<<<<

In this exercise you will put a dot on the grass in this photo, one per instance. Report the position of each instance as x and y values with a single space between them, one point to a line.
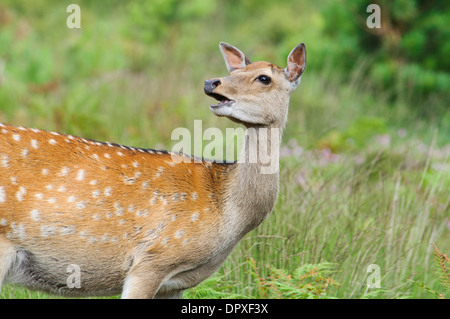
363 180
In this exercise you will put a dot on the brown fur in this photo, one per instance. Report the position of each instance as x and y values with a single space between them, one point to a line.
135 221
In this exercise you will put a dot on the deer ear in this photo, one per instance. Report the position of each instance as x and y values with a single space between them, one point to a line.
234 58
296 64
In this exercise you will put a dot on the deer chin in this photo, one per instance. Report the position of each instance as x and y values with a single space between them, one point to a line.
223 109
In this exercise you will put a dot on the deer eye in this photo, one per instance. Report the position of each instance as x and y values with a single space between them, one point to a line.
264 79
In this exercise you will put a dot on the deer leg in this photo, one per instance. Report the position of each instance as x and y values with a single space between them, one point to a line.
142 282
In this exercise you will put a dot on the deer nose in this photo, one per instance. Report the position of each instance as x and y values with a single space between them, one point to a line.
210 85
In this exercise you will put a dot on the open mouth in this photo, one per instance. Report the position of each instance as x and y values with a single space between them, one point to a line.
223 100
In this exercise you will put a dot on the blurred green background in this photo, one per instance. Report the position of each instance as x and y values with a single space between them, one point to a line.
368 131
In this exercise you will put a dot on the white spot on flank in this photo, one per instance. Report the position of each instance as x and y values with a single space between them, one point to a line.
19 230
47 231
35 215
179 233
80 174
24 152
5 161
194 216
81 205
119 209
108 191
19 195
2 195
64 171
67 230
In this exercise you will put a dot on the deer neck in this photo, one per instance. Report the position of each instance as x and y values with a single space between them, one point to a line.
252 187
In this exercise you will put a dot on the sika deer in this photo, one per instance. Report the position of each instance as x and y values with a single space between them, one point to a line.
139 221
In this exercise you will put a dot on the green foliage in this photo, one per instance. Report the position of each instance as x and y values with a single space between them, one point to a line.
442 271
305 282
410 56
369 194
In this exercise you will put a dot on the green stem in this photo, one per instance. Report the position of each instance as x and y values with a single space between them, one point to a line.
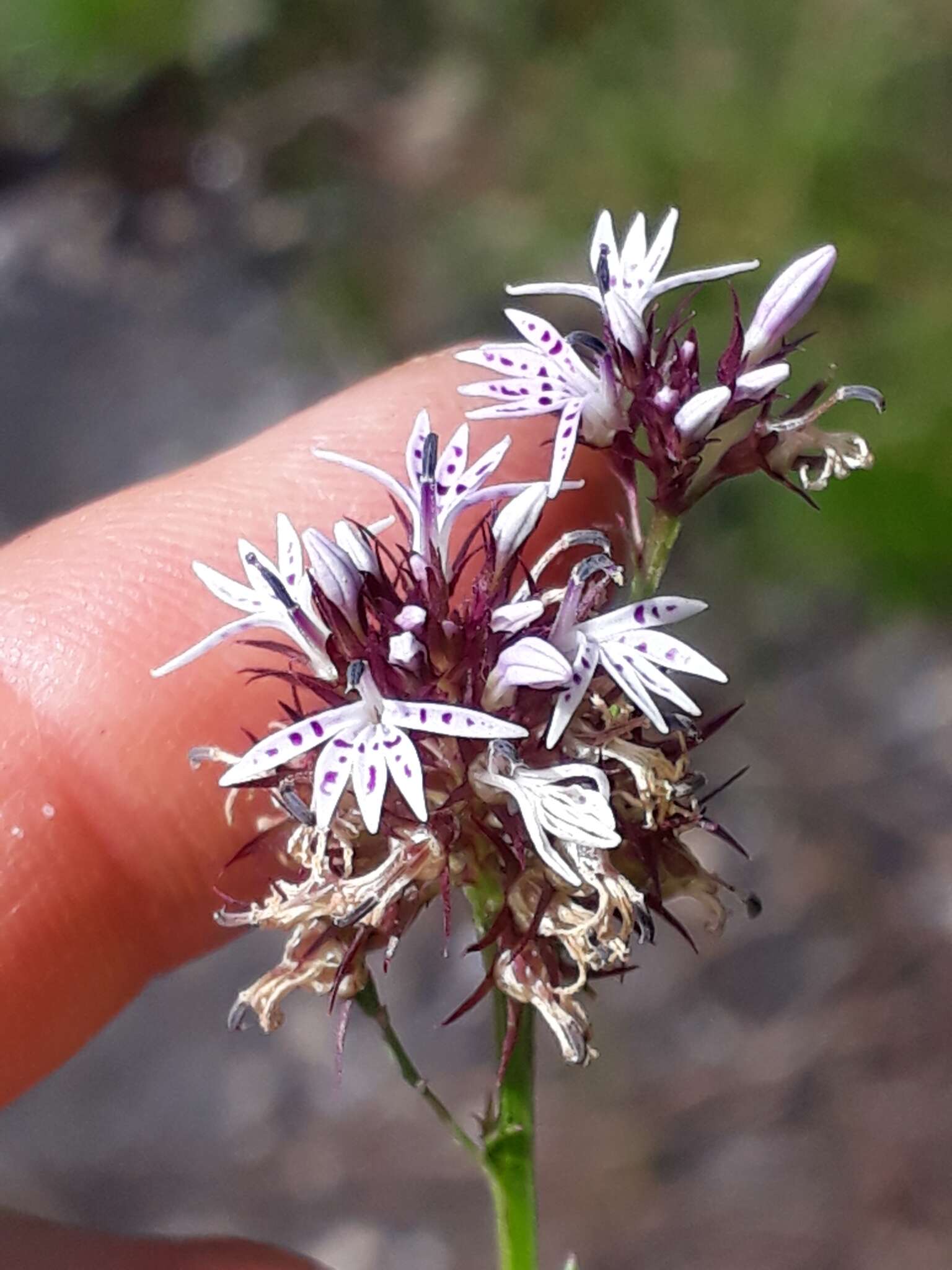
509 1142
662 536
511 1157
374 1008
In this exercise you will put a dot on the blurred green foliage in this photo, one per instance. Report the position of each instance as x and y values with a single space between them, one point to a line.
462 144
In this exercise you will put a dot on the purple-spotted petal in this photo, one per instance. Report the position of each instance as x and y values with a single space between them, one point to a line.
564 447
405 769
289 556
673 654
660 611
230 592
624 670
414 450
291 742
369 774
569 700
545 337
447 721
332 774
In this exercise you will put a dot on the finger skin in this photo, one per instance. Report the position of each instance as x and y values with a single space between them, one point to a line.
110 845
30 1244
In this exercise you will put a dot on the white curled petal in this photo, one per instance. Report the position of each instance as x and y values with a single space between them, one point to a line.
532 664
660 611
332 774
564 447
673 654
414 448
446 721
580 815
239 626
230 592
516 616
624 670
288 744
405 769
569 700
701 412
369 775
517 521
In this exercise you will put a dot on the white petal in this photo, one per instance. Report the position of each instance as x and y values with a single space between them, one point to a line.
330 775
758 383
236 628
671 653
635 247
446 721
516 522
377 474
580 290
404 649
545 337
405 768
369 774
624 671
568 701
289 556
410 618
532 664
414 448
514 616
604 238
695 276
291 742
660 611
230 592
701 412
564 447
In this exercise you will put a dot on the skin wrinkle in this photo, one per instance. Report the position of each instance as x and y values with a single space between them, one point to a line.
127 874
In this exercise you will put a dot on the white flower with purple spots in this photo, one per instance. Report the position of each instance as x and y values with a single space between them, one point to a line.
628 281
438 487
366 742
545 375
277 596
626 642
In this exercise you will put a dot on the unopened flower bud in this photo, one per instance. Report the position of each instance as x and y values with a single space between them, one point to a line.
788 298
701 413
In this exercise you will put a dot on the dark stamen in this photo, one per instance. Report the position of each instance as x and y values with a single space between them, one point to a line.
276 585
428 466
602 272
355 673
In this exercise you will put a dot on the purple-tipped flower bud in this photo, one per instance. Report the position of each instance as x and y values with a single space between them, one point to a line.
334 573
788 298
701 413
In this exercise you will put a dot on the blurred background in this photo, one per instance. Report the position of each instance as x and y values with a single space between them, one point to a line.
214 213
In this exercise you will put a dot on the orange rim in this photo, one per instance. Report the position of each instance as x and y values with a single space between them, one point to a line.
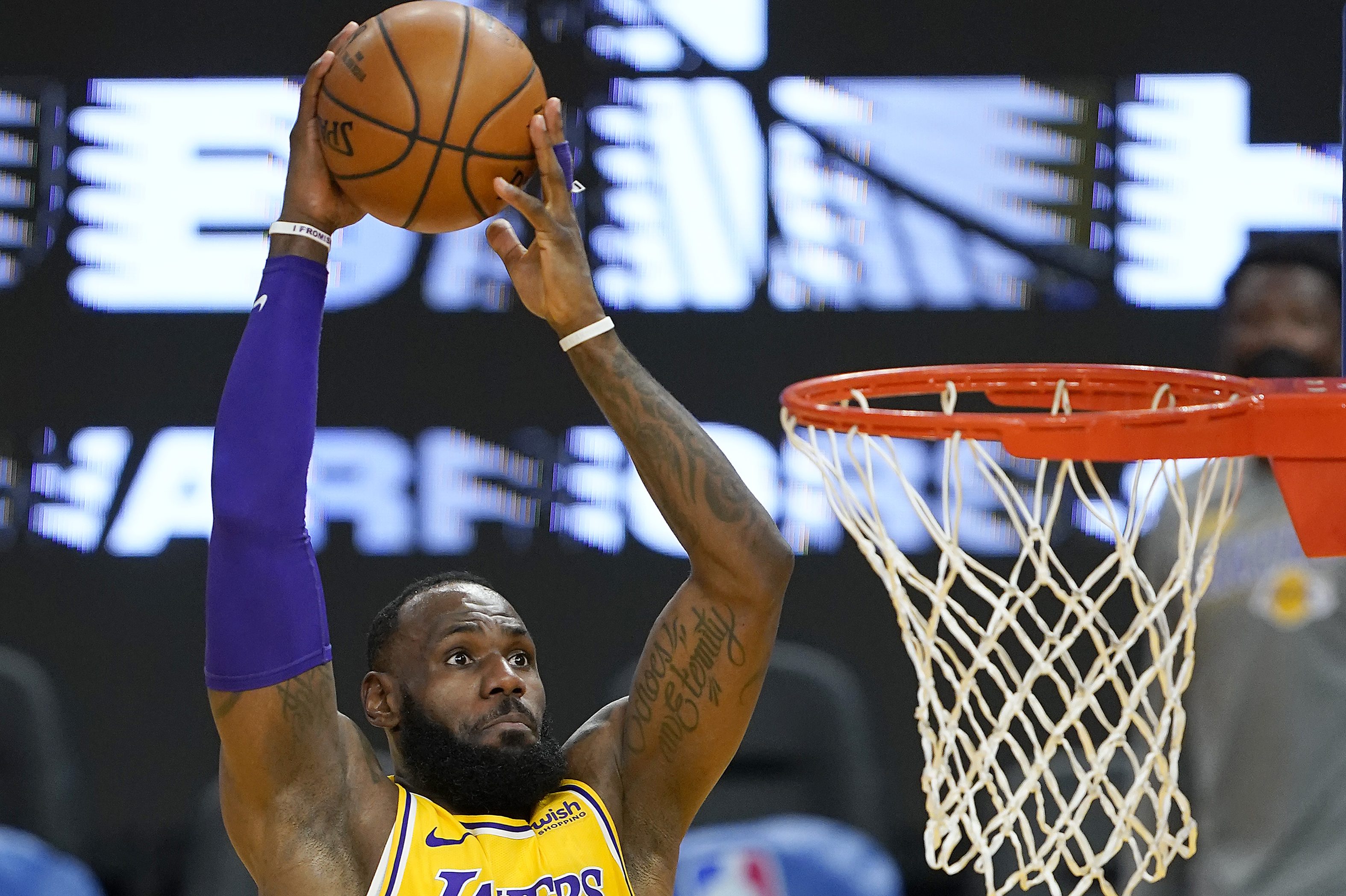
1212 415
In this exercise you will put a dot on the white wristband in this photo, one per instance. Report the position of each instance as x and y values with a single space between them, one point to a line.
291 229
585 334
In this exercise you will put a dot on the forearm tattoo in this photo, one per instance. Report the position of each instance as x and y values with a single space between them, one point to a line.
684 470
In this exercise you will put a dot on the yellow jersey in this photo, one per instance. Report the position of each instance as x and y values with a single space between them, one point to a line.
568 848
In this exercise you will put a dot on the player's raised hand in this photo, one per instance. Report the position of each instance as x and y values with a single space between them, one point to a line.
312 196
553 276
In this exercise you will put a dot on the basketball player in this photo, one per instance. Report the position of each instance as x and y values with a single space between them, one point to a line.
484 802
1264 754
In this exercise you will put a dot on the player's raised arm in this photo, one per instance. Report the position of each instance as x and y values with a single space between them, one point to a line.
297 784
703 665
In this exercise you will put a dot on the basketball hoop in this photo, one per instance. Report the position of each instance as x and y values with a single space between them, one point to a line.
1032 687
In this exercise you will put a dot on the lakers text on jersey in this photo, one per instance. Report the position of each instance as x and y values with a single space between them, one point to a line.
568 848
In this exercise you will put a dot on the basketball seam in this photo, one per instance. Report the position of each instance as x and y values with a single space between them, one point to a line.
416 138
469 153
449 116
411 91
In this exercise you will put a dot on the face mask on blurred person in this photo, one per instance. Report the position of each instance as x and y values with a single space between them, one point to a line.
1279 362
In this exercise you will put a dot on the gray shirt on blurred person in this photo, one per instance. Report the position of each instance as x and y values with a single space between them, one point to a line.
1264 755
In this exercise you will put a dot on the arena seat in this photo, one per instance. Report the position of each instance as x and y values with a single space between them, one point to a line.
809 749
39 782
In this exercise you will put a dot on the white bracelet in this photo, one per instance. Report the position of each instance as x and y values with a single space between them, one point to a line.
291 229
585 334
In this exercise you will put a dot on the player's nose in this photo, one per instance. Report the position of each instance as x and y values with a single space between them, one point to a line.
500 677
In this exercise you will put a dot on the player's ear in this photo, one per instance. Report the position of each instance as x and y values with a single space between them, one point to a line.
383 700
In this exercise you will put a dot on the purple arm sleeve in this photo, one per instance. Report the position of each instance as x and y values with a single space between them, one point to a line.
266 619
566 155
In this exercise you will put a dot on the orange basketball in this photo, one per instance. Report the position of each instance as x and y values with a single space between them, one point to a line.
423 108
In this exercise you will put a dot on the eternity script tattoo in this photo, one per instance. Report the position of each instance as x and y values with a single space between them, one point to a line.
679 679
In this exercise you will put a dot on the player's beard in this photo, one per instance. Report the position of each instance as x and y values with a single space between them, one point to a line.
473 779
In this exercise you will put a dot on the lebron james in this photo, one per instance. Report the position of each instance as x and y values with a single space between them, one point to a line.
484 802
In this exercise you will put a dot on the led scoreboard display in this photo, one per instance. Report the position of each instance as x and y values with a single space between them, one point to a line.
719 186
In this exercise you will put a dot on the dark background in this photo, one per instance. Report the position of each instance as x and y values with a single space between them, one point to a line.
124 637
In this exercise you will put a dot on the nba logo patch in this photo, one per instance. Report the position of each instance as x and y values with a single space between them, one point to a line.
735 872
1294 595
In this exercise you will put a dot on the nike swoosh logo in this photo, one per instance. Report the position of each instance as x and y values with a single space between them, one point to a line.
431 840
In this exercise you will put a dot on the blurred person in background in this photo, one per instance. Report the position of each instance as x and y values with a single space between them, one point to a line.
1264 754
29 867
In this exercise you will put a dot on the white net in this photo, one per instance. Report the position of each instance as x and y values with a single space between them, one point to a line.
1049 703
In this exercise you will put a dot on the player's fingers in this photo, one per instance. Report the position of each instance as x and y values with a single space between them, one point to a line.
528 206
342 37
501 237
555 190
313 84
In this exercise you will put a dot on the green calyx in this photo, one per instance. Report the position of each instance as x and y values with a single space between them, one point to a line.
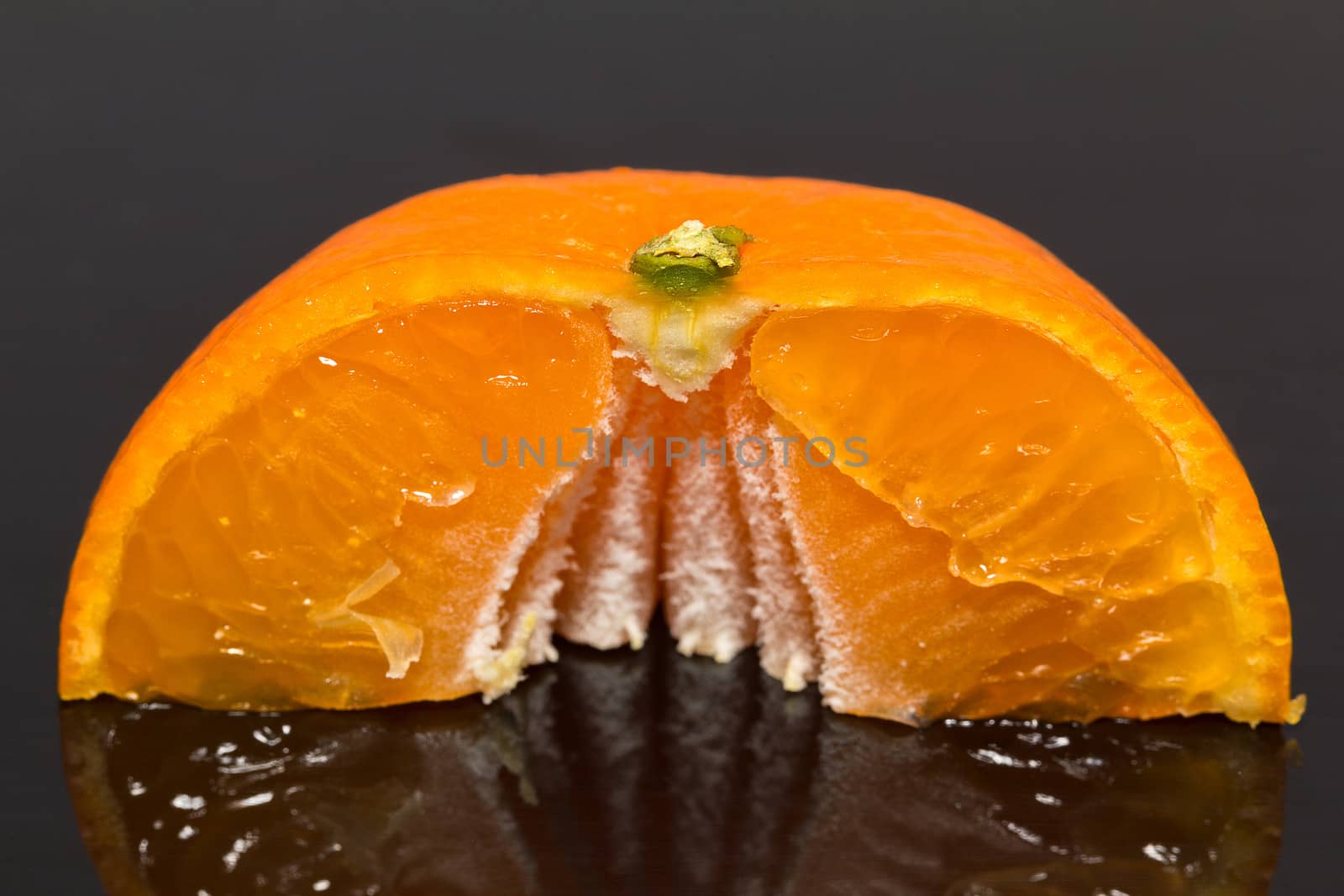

>>>>

- [Work order] The result is an exact copy of the lines from the one holding "the blurred person" through the final line of the data above, both ends included, minus the pictures.

- [Response to the exercise]
In this exercise you will put a dot on the blurred person in background in this photo, one per instance. Report the position of each instance as x and y values with a single space between them, one point to a line.
1264 754
29 867
In this exercise you will put a dot on the white net in this photo, one per instance. Report the position of each instance as x and y values with a single space between them, one point to a line.
1049 703
In this exercise you will put a dot on the player's fingers in this photo, one per instance. Report the position of each instance as x and y values with a single space between them, one point to a line.
528 206
342 37
501 237
555 190
313 84
In this exercise you will put a dot on the green calyx in this photo, one per instance. Report the position of each instance as x and y values with a single space between them, one point to a line.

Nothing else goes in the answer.